* _Records for this exercise_
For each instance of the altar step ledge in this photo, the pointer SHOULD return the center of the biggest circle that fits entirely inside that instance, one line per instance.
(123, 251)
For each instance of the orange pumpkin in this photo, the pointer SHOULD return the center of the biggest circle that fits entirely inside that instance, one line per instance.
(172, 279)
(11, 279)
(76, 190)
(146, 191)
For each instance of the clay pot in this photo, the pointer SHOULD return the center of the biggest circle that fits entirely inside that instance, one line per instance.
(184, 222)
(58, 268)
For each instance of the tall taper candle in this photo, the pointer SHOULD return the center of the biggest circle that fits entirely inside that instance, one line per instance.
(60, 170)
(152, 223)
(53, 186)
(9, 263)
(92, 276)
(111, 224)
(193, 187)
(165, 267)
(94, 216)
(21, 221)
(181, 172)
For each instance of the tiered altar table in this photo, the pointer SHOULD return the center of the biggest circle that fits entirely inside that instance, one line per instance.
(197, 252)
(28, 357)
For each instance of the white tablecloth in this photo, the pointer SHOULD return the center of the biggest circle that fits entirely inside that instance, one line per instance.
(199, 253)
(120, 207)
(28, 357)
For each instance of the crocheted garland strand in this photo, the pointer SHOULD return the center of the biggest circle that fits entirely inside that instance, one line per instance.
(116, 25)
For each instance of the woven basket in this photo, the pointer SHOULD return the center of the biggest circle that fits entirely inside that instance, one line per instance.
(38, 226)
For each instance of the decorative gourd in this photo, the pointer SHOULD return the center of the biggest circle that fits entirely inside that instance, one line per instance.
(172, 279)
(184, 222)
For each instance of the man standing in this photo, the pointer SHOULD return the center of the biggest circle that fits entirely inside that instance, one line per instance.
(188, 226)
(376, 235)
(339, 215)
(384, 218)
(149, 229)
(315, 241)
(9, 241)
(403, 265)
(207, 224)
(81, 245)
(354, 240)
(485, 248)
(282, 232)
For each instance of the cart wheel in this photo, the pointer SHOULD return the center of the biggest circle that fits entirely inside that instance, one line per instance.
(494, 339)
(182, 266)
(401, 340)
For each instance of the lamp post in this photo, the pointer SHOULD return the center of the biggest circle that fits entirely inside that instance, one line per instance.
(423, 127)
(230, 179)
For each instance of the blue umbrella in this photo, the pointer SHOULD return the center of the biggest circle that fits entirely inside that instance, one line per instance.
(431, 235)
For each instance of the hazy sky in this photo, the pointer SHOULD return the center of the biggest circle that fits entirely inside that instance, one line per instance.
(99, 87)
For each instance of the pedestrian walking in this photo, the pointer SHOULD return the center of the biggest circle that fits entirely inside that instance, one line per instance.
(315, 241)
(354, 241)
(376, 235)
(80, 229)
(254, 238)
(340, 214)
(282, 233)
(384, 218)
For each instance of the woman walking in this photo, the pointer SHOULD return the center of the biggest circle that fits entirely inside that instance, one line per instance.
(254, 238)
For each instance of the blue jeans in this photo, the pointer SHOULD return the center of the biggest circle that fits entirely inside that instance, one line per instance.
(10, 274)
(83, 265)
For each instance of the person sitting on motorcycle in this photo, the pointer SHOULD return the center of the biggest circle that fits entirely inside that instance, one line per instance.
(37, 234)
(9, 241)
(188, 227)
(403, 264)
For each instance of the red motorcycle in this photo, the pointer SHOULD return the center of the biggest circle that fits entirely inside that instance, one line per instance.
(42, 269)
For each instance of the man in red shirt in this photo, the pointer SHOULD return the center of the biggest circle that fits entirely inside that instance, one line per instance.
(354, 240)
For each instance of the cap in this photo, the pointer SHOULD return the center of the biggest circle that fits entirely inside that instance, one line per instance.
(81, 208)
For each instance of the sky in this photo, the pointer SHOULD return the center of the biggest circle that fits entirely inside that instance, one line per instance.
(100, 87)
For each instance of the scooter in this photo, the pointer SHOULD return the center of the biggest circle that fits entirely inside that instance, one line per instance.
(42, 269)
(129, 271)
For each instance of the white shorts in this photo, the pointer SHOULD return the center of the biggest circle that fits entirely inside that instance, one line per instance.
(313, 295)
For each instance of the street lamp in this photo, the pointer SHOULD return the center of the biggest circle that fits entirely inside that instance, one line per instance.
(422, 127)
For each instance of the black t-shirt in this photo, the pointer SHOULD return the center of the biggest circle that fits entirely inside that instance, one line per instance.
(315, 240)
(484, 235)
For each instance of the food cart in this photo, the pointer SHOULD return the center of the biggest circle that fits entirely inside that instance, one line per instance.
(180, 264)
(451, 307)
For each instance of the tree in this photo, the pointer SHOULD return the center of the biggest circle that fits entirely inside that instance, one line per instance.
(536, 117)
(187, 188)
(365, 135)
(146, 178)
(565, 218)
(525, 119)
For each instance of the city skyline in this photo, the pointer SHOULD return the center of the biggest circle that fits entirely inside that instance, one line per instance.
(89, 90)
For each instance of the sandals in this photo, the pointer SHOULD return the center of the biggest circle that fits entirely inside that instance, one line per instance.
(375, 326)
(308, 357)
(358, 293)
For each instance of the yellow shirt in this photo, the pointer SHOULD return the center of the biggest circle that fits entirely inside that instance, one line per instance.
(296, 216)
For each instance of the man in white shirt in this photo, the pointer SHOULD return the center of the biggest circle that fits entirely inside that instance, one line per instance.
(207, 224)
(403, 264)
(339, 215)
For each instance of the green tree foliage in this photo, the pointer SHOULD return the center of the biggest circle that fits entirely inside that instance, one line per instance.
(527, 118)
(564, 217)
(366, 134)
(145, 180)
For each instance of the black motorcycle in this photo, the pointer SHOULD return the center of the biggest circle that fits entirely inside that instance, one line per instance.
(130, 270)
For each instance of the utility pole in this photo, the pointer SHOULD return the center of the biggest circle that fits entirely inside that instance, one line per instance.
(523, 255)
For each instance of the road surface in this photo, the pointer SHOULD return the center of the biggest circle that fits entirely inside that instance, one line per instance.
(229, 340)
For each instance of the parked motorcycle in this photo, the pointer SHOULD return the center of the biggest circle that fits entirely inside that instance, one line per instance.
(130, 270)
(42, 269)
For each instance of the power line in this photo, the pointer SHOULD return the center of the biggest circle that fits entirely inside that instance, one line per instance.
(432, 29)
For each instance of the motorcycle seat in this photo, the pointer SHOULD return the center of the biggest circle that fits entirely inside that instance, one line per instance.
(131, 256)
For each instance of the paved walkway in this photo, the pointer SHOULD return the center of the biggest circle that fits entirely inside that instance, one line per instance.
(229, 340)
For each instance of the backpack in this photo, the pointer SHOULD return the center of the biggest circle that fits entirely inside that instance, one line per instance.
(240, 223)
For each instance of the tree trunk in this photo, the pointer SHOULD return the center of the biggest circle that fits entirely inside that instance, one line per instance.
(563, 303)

* _Problem statement_
Repeat back the data above, exact to the last character.

* _Exercise response_
For each instance of the altar step ledge in this photo, the pointer SHOULD return the center of the biggest circle that fits entirely inside that instance, one line per instance.
(123, 251)
For each instance of the orange pumpkin in this photo, the pointer SHOULD return the center of the biggest circle that fits entirely inside that instance, one line per instance.
(172, 279)
(11, 279)
(76, 190)
(146, 191)
For each instance of the clay pot in this photo, the pointer SHOULD return the center of the biggest circle that fits entirely inside that instance, one line per instance.
(184, 222)
(58, 268)
For each instance of the tall taper candle in this photo, the pointer SHOULD return the center of the biggest circle that fits entirely inside that instance, one line per instance.
(60, 170)
(152, 223)
(53, 186)
(9, 263)
(92, 276)
(111, 224)
(193, 187)
(165, 267)
(94, 216)
(21, 221)
(181, 172)
For each instance of the tiered altar table in this photo, the pointer SHOULD return the center of the biggest circle that fits entirely inside that instance, one line per instance.
(197, 252)
(28, 357)
For each instance of the white tablecloth in this photo, the pointer SHOULD return the center of the biggest circle that fits entirely inside that instance, one line per instance.
(199, 253)
(120, 207)
(28, 357)
For each instance of the crocheted garland strand in this photo, the pointer SHOULD return the center of the biggest circle that fits entirely inside that instance, one line per instance.
(116, 25)
For each instance of the woven basket in this photo, the pointer SHOULD return the center of the biggest circle that fits entirely inside that instance, one line per instance.
(38, 226)
For each instance of the decorative gourd in this photo, the pointer SHOULD return the center of the biggest circle that fits entirely inside that instance, one line per instance.
(172, 279)
(184, 222)
For each instance of the man standing in this photo, the pointer SHOULD return the center of the biggest circle that fits entirely inside that instance, one line per instance.
(188, 226)
(376, 235)
(339, 215)
(384, 218)
(149, 229)
(315, 241)
(9, 241)
(403, 265)
(207, 224)
(81, 245)
(354, 240)
(485, 248)
(282, 232)
For each instance of the cart wheel in this photo, the pointer SHOULD return the center of the biggest circle that fits entirely inside that instance, one line per instance.
(494, 339)
(182, 266)
(401, 340)
For each instance of the lamp post in this photo, the pointer SHOULD return the center of the biggest circle that fits entirely inside that instance, one line per instance.
(423, 127)
(230, 179)
For each instance of the blue umbrella in this photo, the pointer SHOULD return the center of the biggest circle that fits entirely inside that instance, one line per instance.
(431, 235)
For each instance of the hazy sky in this photo, the pointer SHOULD return the center of the biggest circle that fits entirely inside that instance, one line per instance.
(99, 87)
For each instance of the pedestrian walking in this photo, the pointer SHOULD return the center of the biggest circle that fits entirely inside that instance, one line per instance.
(315, 241)
(354, 241)
(376, 235)
(80, 229)
(254, 238)
(340, 214)
(282, 233)
(384, 218)
For each instance of the woman walking in this photo, the pointer SHOULD return the center of the biggest circle that fits entirely inside that instance, one line per instance.
(254, 238)
For each instance of the blue jeans in this photo, the pointer SHOULD return the center of the biggest circle that fits entirely inside that instance, one line per instance.
(10, 274)
(83, 265)
For each instance of the person sitting on motorcycle in this photo, the pointer SHOULD return the center of the biggest circle that fits entirely inside that instance, one line per instance.
(37, 234)
(9, 241)
(188, 227)
(403, 264)
For each instance of the red motorcycle in this photo, the pointer SHOULD return the center of the biggest circle that fits entirely inside that instance, one line per instance.
(42, 269)
For each instance of the man in red shirt in this photo, the pointer SHOULD return the center of the biggest circle that fits entirely inside that instance, one line per instance.
(354, 240)
For each instance of the cap in this photo, the pointer SHOULD return the center of the biggest circle that fits entirely inside that instance, one line per instance.
(81, 208)
For each instance of the sky in this photo, the pointer SHOULD return the center of the biggest circle that fits entirely inside that instance, one line per instance.
(100, 87)
For each instance of the scooter in this photo, the pointer SHOULD return the center of the biggest circle that fits entirely inside that instance, one line per instance.
(42, 269)
(129, 271)
For each instance of the white shorts in this photo, the pointer SHOULD return the center of the biggest circle that fits entirely inside that instance, one line per instance.
(313, 295)
For each instance of the street lamp in this photo, the pointer SHOULD return the center of the biggest circle that fits entirely inside that instance, one line per instance.
(422, 127)
For each instance of the black t-shirt in this photo, the pointer SHOULD return the center of the biggest circle that fits entirely inside that instance, one line per instance.
(315, 240)
(484, 235)
For each instance of the food cart in this photo, the pointer SHOULD return the center of the biggest circle that fits entirely inside that instance, one line per instance.
(180, 264)
(451, 307)
For each instance of the tree in this photo, the pointer SHOULD return the center of the biggest circle that fits entirely inside that instance, one line per instance.
(536, 117)
(187, 188)
(365, 135)
(146, 178)
(565, 218)
(525, 119)
For each instance of the city skyline in this photo, the pointer SHOULD return the center of the biggest circle that fits entirely inside that instance, one line per instance.
(89, 90)
For each instance of the sandals in this photo, the pointer SHOULD return the center of the biggest circle that fits entirely inside that instance, one line per instance.
(375, 326)
(308, 357)
(358, 293)
For each instance of the yellow shirt in this photo, the pointer SHOULD return the center of the biggest circle that fits entirely inside that instance, one line per instance.
(296, 216)
For each instance of the man in white shirt in this photo, the pointer SHOULD return the center of the biggest circle that fits entirely inside that instance, one line per instance.
(207, 224)
(403, 264)
(339, 215)
For each instance of the green tree foliage in this photo, the pointer SHOULD return the center of the biggest circle that fits entirely inside that instance, one line per instance.
(527, 118)
(564, 217)
(366, 134)
(145, 180)
For each instance of the black motorcycle in this photo, the pointer SHOULD return the center of the biggest circle that fits entirely inside that instance, one line per instance.
(130, 270)
For each instance of the utility pole in this photo, the pointer SHOULD return the center of the biggest circle that fits entirely inside that instance, one line per instance.
(523, 255)
For each instance of the road surface in this photo, the pointer SHOULD return the center of the biggest circle that fits entirely inside that instance, one line per instance.
(229, 340)
For each instance of the parked motorcycle in this photo, the pointer SHOULD return the center of the biggest circle that fits entirely inside that instance, one line per instance.
(130, 270)
(42, 269)
For each instance of the power line in this photo, the pointer SHOULD return the center of the biggest circle that fits entirely inside that instance, one line per instance.
(432, 29)
For each instance of the motorcycle seat in this photo, the pointer SHOULD return the center of the biggest circle that fits entirely inside that instance, one line per instance.
(131, 256)
For each instance of the paved walkway in this photo, the pointer SHOULD return the center of the biggest circle that fits entirely inside that instance, one line per instance.
(229, 340)
For each instance of the backpack in this photo, the pointer SHOULD return the center of the biggest circle that fits entirely inside that instance, one line per instance.
(240, 223)
For each instance of the tree trunk in this photo, the pointer SHOULD return the center of the biggest circle that fits entirely inside that instance, one line per instance.
(563, 303)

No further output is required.